### Given problem
Below is a block of data; give all of it again word for word.

━━━━━━━━━━━━━━━━━━━━━━━━━━━━━━

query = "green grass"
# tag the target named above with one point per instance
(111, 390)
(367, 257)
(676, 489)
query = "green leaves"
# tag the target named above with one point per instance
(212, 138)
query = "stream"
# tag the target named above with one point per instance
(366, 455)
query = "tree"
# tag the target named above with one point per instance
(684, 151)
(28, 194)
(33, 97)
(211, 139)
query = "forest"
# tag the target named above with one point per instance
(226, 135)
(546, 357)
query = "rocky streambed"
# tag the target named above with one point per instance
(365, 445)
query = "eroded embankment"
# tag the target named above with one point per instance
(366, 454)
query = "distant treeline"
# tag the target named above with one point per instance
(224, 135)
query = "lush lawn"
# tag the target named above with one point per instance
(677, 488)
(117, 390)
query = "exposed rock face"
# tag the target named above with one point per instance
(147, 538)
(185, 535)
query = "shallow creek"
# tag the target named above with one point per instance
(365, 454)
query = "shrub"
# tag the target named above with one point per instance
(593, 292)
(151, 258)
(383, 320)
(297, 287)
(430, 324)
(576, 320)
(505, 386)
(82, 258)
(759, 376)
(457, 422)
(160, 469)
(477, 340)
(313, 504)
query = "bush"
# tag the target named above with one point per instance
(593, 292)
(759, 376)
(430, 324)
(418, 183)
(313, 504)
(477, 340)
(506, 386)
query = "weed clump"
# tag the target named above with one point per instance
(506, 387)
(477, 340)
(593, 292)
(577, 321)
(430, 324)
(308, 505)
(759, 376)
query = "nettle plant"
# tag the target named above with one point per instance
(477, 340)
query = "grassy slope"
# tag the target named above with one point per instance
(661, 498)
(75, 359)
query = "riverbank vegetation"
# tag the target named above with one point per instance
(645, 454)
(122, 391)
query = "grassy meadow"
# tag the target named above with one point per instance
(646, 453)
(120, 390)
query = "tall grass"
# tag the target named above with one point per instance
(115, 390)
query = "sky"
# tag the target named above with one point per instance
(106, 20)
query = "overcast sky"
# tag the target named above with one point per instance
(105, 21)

━━━━━━━━━━━━━━━━━━━━━━━━━━━━━━

### Exercise output
query = "green grass"
# tag the target named above with one point per instance
(111, 390)
(367, 257)
(676, 489)
query = "green leaves"
# tag the target named above with one point per instance
(212, 138)
query = "stream"
# tag the target named above with one point per instance
(366, 455)
query = "tree"
# tag the target named above with one point per instance
(684, 151)
(28, 194)
(33, 97)
(211, 139)
query = "forest"
# tag the target named above with one point per instance
(226, 135)
(546, 357)
query = "rocky streambed"
# tag the target named above with one point per instance
(365, 445)
query = "eroded embankment"
# tag the target named above with one point per instance
(366, 454)
query = "distant treeline"
# tag the target named above with one point per instance
(224, 135)
query = "lush lawn"
# tag the target named above with one point per instance
(677, 488)
(117, 390)
query = "exposed rock face"
# tag the target named above with one point per instance
(147, 538)
(185, 535)
query = "shallow creek"
# tag the target named above with one point per instance
(365, 454)
query = "shrub"
# tag the target named above with one point per instance
(593, 292)
(151, 258)
(383, 320)
(297, 287)
(430, 324)
(576, 320)
(505, 386)
(82, 258)
(759, 376)
(457, 422)
(160, 469)
(477, 340)
(313, 504)
query = "bush"
# tag the target named above with one point per instance
(593, 292)
(759, 376)
(430, 324)
(418, 183)
(313, 504)
(477, 340)
(506, 386)
query = "weed clump"
# tag the target named above with one point per instance
(506, 387)
(477, 340)
(593, 292)
(577, 321)
(430, 324)
(308, 505)
(759, 376)
query = "nettle plant"
# tag the target named above with one point per instance
(477, 340)
query = "grassy slope"
# tag the target named above with one point per instance
(661, 498)
(75, 359)
query = "riverbank vegetation"
# tag the target named above with one point per instance
(645, 454)
(122, 391)
query = "grassy meadow"
# tag the target named above with one point per instance
(646, 453)
(120, 390)
query = "tall grass"
# tag the target named above with one point per instance
(115, 390)
query = "sky"
# tag the target named above with one point per instance
(106, 20)
query = "overcast sky"
# tag the target named above with one point per instance
(105, 21)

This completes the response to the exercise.